And so, every story about Obamacare repeal or the president’s tax “plan” must include a primer on parliamentary procedure: To avoid a Democratic filibuster, Republicans must push their agenda through reconciliation, a process that can’t be used for regulatory changes but only budgetary ones — and then, only for budget bills that do not raise the deficit after ten years.

These arcane rules forced the GOP to break up its health-care bill into three pieces (the latter two comprised of regulatory reforms that are even more un-passable than Trumpcare), and to navigate a political minefield just to pass permanent tax cuts for the rich.

Republican lawmakers have sacrificed a lot of time, energy, and ambitions in their attempts to comply with the Senate’s strictures. The president’s inability to overcome said strictures is a source of constant anxiety for the White House, and frustration for the conservative base, as both pine for overdue legislative victories.

And yet, 50 Senate Republicans could lift these barriers in a matter of minutes, if they wanted to — a point they amply demonstrated, just weeks ago, when they abolished the filibuster for Supreme Court nominees in order to put Neil Gorsuch on the bench.

Those senators have compelling reasons not to take the nuclear option to end all nuclear options (or, at least, to end all nuclear options besides actual nuclear options). For one thing, the legislative filibuster increases the power of individual senators. For another, senators tend to have special reverence for the institutions of their fancy, exclusive club. Plus, the filibuster allows the caucus’s moderates to let Democratic obstruction save them from a slew of difficult votes.

But, most substantively, the filibuster provides conservatives with a structural advantage: The primary obstacle to dismantling Social Security, Medicare, and even Obamacare, isn’t the filibuster, but popular opinion — once broadly beneficial welfare programs are enacted, they’re very difficult to repeal. Thus, any institution that makes it more challenging to enact new welfare programs in the first place is good for the right (even if said institution makes it a bit harder to repeal the old ones). Further, under our current budget-reconciliation system, conservatives only need a simple majority to cut spending or taxes (temporarily), while progressives need 60 votes for any significant expansion of the welfare state.

-- TASK INSTRUCTIONS --
[1] Reproduce the passage on the Senate filibuster word for word, from "And yet, 50" up to and including "on the bench.".
[2] Write the next part of the passage on the Senate filibuster and Republican legislation, picking up right after its last sentence.

-- DATASET CONTENT --

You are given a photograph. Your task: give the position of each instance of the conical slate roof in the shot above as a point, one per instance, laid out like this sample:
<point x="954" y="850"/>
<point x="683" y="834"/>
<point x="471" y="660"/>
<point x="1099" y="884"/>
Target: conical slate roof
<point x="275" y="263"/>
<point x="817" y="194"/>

-- ANSWERS TO THE EXERCISE --
[1]
And yet, 50 Senate Republicans could lift these barriers in a matter of minutes, if they wanted to — a point they amply demonstrated, just weeks ago, when they abolished the filibuster for Supreme Court nominees in order to put Neil Gorsuch on the bench.

[2]
But none of that would concern Donald Trump. The president has no deep investment in the right’s long-term project, much less in John McCain’s self-aggrandizing attachment to the Senate’s institutions. By all appearances, Trump has little-to-no idea what his own health-care bill actually does; he just knows that the bill’s failure is an affront to his brand as a deal maker and winner. If the president’s top legislative priority is to sign as much legislation as possible, then he should have the filibuster in his crosshairs.

And if he knew how to effectively weaponize his bully pulpit, he’d have a good chance of landing the kill-shot. The conservative base finds the concept of putting institutional norms above short-term partisan gain so distasteful it demanded Republicans hold the government hostage out of the quixotic hope that such a move would force Barack Obama to repeal his own signature achievement. If Donald Trump and Rush Limbaugh alerted the GOP base to the fact that Senate Republicans have decided to make the Democratic Party more powerful, and the president’s agenda more difficult to pass — out of reverence for a constitutionally dubious custom of their elite club — the chamber’s institutuonalists would quickly find themselves in an untenable position. It is very hard to argue that Obamacare is a calamity and the tax code is a job-killing mess — but upholding the norms of the Senate must take precedence over fixing either of those problems.

At the very least, Trump should be able to shoot a few more loopholes into the filibuster. If he doesn’t, it won’t be because of any newfound respect for the rules he inherited, as the president’s Fox News interview makes clear. Rather, if Trump resigns himself to operating within our “archaic system,” it will be because he’s simply too low-energy to do otherwise.